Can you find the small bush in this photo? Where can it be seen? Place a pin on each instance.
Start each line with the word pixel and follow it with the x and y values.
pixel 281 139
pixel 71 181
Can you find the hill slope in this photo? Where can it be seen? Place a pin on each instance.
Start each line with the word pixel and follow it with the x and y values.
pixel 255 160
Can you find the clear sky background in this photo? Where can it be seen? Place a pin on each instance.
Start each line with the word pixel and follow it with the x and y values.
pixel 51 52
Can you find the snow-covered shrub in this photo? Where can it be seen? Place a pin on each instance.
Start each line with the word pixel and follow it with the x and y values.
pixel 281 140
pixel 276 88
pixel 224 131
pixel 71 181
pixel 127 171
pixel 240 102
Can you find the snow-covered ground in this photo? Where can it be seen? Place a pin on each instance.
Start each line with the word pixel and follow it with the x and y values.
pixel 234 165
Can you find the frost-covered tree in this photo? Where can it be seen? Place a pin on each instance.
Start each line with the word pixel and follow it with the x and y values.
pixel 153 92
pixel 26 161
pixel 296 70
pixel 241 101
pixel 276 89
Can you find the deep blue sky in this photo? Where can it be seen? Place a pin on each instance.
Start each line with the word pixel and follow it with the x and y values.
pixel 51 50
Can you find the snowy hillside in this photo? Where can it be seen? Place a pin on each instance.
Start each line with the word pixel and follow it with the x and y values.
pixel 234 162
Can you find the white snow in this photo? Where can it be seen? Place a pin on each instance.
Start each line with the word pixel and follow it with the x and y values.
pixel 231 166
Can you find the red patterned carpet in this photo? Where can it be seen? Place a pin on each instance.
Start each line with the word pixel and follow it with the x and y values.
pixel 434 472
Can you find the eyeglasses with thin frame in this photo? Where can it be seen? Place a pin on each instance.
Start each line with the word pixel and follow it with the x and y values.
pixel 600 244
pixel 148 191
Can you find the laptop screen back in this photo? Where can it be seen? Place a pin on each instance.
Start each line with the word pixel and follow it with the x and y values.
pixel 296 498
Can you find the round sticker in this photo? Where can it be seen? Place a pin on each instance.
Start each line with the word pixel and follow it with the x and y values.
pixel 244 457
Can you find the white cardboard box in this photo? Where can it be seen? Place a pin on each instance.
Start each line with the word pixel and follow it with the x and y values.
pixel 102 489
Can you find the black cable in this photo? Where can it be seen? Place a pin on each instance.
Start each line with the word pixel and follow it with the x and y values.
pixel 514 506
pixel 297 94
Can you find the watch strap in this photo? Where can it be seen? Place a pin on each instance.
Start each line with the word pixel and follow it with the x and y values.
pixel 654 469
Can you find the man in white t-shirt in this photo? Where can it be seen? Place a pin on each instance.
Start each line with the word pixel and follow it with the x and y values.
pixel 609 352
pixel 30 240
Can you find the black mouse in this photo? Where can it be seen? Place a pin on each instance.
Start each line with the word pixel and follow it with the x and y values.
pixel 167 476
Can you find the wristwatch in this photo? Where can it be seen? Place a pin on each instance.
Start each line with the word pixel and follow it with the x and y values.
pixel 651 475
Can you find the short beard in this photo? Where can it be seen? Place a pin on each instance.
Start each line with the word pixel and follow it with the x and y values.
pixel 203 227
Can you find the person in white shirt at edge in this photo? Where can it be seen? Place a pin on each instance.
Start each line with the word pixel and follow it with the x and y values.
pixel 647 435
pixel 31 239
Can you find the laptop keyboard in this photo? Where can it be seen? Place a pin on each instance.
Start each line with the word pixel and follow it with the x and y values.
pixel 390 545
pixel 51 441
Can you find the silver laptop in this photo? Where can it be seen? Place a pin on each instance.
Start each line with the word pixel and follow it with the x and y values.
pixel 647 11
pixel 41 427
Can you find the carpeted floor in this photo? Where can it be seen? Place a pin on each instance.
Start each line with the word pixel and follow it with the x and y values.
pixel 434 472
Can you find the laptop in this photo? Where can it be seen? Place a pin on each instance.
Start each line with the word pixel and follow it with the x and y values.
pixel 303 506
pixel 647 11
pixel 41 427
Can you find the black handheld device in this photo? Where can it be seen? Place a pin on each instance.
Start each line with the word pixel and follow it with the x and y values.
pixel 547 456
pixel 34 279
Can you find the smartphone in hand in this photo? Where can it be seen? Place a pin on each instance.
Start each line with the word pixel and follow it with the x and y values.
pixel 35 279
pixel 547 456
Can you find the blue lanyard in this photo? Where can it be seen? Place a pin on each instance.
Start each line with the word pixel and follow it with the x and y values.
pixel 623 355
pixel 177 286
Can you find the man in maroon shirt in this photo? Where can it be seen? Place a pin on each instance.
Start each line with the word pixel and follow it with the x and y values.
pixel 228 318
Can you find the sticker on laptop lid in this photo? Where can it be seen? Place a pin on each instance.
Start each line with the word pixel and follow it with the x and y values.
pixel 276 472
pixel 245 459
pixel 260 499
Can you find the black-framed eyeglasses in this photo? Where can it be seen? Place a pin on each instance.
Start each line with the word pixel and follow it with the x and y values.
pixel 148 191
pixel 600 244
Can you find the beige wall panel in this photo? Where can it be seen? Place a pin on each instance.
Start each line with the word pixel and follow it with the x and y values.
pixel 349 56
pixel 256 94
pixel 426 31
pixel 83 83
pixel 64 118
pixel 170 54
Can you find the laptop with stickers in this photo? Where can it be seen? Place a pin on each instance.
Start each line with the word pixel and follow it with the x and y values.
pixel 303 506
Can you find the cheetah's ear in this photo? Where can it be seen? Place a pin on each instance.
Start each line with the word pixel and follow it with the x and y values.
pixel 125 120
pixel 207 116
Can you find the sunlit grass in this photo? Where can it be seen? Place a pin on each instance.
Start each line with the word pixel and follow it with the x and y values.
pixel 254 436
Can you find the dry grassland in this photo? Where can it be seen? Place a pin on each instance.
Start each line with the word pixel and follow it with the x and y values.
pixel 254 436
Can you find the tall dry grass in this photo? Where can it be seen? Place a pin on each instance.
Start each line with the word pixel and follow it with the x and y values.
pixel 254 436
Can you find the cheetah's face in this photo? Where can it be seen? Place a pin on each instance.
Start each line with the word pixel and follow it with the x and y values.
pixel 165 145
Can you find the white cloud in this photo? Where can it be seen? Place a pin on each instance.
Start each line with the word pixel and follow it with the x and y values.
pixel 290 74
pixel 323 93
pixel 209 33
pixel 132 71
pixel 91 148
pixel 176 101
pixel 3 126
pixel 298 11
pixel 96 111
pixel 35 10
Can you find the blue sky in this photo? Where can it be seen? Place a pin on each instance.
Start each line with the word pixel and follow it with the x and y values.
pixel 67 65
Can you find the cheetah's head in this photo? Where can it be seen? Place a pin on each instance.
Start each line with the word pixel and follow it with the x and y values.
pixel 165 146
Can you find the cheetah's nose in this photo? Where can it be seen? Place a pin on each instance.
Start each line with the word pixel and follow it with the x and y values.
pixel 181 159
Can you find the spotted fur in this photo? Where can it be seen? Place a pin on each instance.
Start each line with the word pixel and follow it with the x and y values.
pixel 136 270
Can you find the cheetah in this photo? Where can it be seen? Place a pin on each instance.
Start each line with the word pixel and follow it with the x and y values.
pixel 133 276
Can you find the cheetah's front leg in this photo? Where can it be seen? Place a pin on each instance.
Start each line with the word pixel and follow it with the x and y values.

→ WHAT THE TASK ASKS
Rewrite every one of the entries above as a numbered list, one line per item, and leave out any blank lines.

→ SOLUTION TO THIS TASK
1. Can you find the small bush in this photo? Where can it be seen? Place a pin on each instance.
2. Start each line with the word pixel and follow it with the x and y values.
3. pixel 281 139
4. pixel 71 181
5. Can you find the hill slope in this photo? Where can it be seen? Place a pin on each instance.
6. Start each line with the word pixel and follow it with the x and y values.
7. pixel 255 160
8. Can you find the clear sky background in this photo? Where can it be seen? Place a pin on each instance.
9. Start each line with the word pixel and follow it with the x and y values.
10. pixel 51 52
11. Can you find the snow-covered shrub in this photo? Where can it be seen? Place a pin on each instance.
12. Start each line with the word pixel and follow it with the x and y values.
13. pixel 281 140
14. pixel 276 88
15. pixel 224 131
16. pixel 71 181
17. pixel 127 171
18. pixel 240 102
19. Can you find the snow-covered ground in this photo? Where can it be seen? Place a pin on each instance.
20. Start each line with the word pixel and follow it with the x and y values.
21. pixel 234 165
22. Can you find the frost-covered tree in this photo? Where can it be seen? Place a pin on each instance.
23. Start each line with the word pixel and follow it with the x and y values.
24. pixel 153 92
25. pixel 26 161
26. pixel 296 70
27. pixel 241 101
28. pixel 276 89
29. Can you find the deep blue sky in this photo? Where can it be seen? Place a pin on each instance.
30. Start each line with the word pixel and follow it with the x and y values.
31. pixel 51 50
32. Can you find the snowy hillside in this photo? Where can it be seen? Place a pin on each instance.
33. Start each line with the word pixel and follow it with the x and y values.
34. pixel 234 162
35. Can you find the white snow in this photo? Where can it be seen? Place a pin on each instance.
36. Start each line with the word pixel and follow it with the x and y values.
37. pixel 231 166
38. Can you find the red patterned carpet in this photo? Where can it be seen? Place a pin on each instance.
39. Start each line with the word pixel and follow it with the x and y values.
40. pixel 434 472
41. Can you find the eyeglasses with thin frame in this photo? Where can it be seen? Place a pin on each instance.
42. Start each line with the word pixel and follow it with the x and y values.
43. pixel 600 244
44. pixel 148 191
45. Can you find the laptop screen back in this photo? Where can it be seen? Place a pin on each instance.
46. Start each line with the word pixel and follow it with the x and y values.
47. pixel 296 498
48. Can you find the round sticker in this photo? Where can it be seen? Place a pin on each instance.
49. Start each line with the word pixel and follow it with the x and y values.
50. pixel 244 457
51. Can you find the white cardboard box in this photo? Where can it be seen? Place a pin on each instance.
52. Start each line with the word pixel and follow it with the x and y values.
53. pixel 102 489
54. Can you find the black cable in this photo? Where can it be seen? Place a pin on each instance.
55. Start each line with the word pixel and follow it with the x and y values.
56. pixel 514 506
57. pixel 297 94
58. Can you find the watch strap in this photo? Where can it be seen? Place a pin on each instance.
59. Start each line with the word pixel and follow it with the x and y values.
60. pixel 654 469
61. Can you find the man in white t-shirt in this photo? Where can it be seen? Place a pin on each instance.
62. Start each line with the word pixel and follow it with the x and y values.
63. pixel 609 352
64. pixel 30 240
65. Can you find the black mouse in this photo? Where can it be seen? Place a pin on each instance.
66. Start each line with the word pixel and follow it with the x and y values.
67. pixel 167 476
68. Can you find the wristwatch in this photo? Where can it be seen? Place a pin on each instance.
69. Start each line with the word pixel and follow it with the x and y values.
70. pixel 651 475
71. Can you find the short beard in this photo? Where can it be seen? Place a pin on each instance.
72. Start each line with the word pixel and follow it with the x and y values.
73. pixel 203 227
74. Can you find the person in white shirt at edge in this photo? Where can it be seen? Place a pin on each instance.
75. Start each line with the word pixel and follow it with the x and y values.
76. pixel 647 435
77. pixel 31 239
78. Can you find the laptop keyboard in this photo? Where can it be seen? Place a pin on each instance.
79. Start each line with the word pixel and follow it with the x and y values.
80. pixel 390 545
81. pixel 51 441
82. Can you find the silver laptop in this photo? Where can it be seen? Place a pin on each instance.
83. Start each line with the word pixel and follow it with the x and y values.
84. pixel 647 11
85. pixel 41 427
86. Can you find the carpeted floor in this photo? Where can it be seen? Place a pin on each instance.
87. Start each line with the word pixel and follow it with the x and y values.
88. pixel 434 472
89. Can you find the laptop in this photo? Where can it be seen? Place a pin on each instance.
90. Start each line with the word pixel and follow it with the x and y values.
91. pixel 303 506
92. pixel 647 11
93. pixel 41 427
94. Can you find the black handheld device in this photo? Where can it be seen? Place a pin on each instance.
95. Start each line with the word pixel and follow it with the x and y values.
96. pixel 547 456
97. pixel 34 279
98. Can you find the smartphone in hand in this photo? Where can it be seen? Place a pin on each instance.
99. Start each line with the word pixel and follow it with the x and y values.
100. pixel 35 279
101. pixel 547 456
102. Can you find the blue lanyard in this photo? Where can it be seen? Place a pin on each instance.
103. Start each line with the word pixel and follow it with the x and y values.
104. pixel 623 355
105. pixel 177 286
106. Can you find the man in maroon shirt in this photo? Where can it be seen? Place a pin on each instance.
107. Start each line with the word pixel and follow it with the x and y values.
108. pixel 228 318
109. Can you find the sticker on laptop lid in this photo? Where can it be seen? Place a pin on each instance.
110. Start each line with the word pixel and follow it with the x and y values.
111. pixel 276 472
112. pixel 245 459
113. pixel 260 499
114. Can you find the black-framed eyeglasses in this photo? Where can it be seen? Place a pin on each instance.
115. Start each line with the word pixel and follow it with the x and y values.
116. pixel 148 191
117. pixel 600 244
118. Can you find the beige wall panel in this photo? Where can it be seen? Place a pin on each instance.
119. Start each line with the word pixel and follow it with the x and y values.
120. pixel 349 56
121. pixel 256 94
122. pixel 426 31
123. pixel 83 83
124. pixel 64 118
125. pixel 170 54
126. Can you find the laptop with stickers in this photo? Where can it be seen? Place a pin on each instance.
127. Start each line with the word pixel and follow it with the x and y values.
128. pixel 303 506
129. Can you find the cheetah's ear in this photo? Where can it be seen? Place a pin on each instance.
130. Start each line with the word pixel and follow it with the x and y values.
131. pixel 125 120
132. pixel 207 116
133. Can you find the sunlit grass in this photo? Where can it be seen? Place a pin on each instance.
134. Start each line with the word pixel and follow it with the x and y values.
135. pixel 254 436
136. Can you find the dry grassland in this photo? Where can it be seen? Place a pin on each instance.
137. Start each line with the word pixel and follow it with the x and y values.
138. pixel 254 436
139. Can you find the tall dry grass in this photo? Where can it be seen? Place a pin on each instance.
140. Start each line with the word pixel and follow it with the x and y values.
141. pixel 254 436
142. Can you find the cheetah's face in this photo? Where can it be seen? Place a pin on each instance.
143. Start each line with the word pixel and follow it with the x and y values.
144. pixel 165 145
145. Can you find the white cloud in this photo? Where can it be seen? Place a pin on each instance.
146. Start each line with the word pixel and follow it with the x and y values.
147. pixel 290 74
148. pixel 323 93
149. pixel 209 33
150. pixel 132 71
151. pixel 91 148
152. pixel 176 101
153. pixel 3 126
154. pixel 298 11
155. pixel 96 111
156. pixel 35 10
157. Can you find the blue sky in this photo? Where can it be seen? Place a pin on each instance.
158. Start each line with the word pixel and follow it with the x and y values.
159. pixel 67 65
160. Can you find the cheetah's head in this photo? Where can it be seen? Place a pin on each instance.
161. Start each line with the word pixel and follow it with the x and y values.
162. pixel 165 146
163. Can you find the cheetah's nose in this photo? Where can it be seen? Place a pin on each instance.
164. Start each line with the word pixel and follow it with the x and y values.
165. pixel 181 159
166. Can you find the spotted fur in this photo? Where can it be seen? Place a pin on each instance.
167. Start each line with the word pixel and follow it with the x and y values.
168. pixel 136 270
169. Can you find the cheetah in this photo? Where can it be seen? Place a pin on each instance.
170. Start each line with the word pixel and follow it with the x and y values.
171. pixel 133 276
172. Can you find the cheetah's front leg in this photo? Where can it be seen? Place a pin on each instance.
173. Start each line with the word pixel and follow it with the x and y values.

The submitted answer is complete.